Do this:
Reproduce the data below with every occurrence of "pine tree" replaced by "spruce" and everything else unchanged, omitting the pictures.

Records shown:
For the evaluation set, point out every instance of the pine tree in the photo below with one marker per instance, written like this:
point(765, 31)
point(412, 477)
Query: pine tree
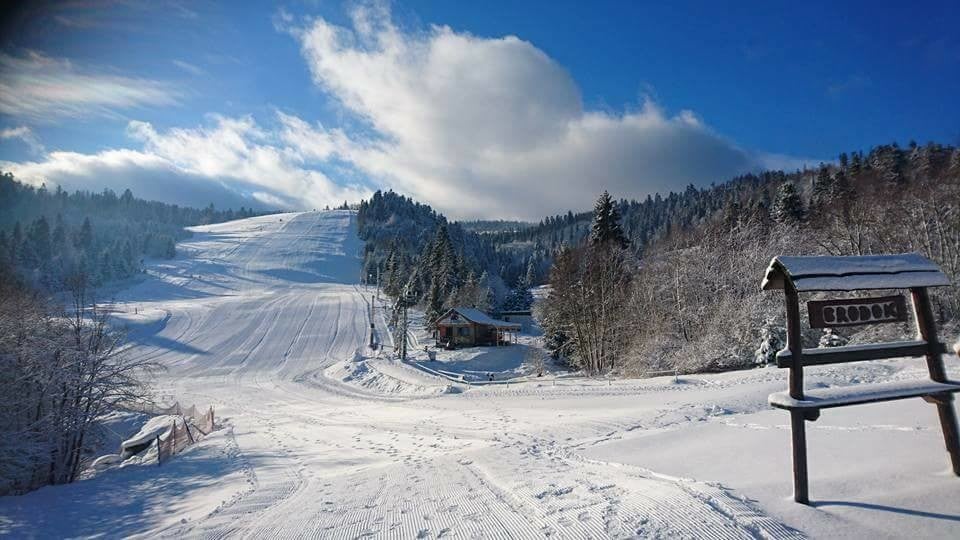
point(788, 208)
point(606, 227)
point(856, 164)
point(531, 277)
point(435, 299)
point(822, 189)
point(85, 238)
point(59, 236)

Response to the task:
For the evaluation set, point out every instance of the spruce in the photo below with one marker per instance, written like this:
point(765, 31)
point(412, 477)
Query: spruce
point(788, 208)
point(606, 227)
point(856, 164)
point(531, 277)
point(435, 299)
point(822, 189)
point(85, 238)
point(59, 236)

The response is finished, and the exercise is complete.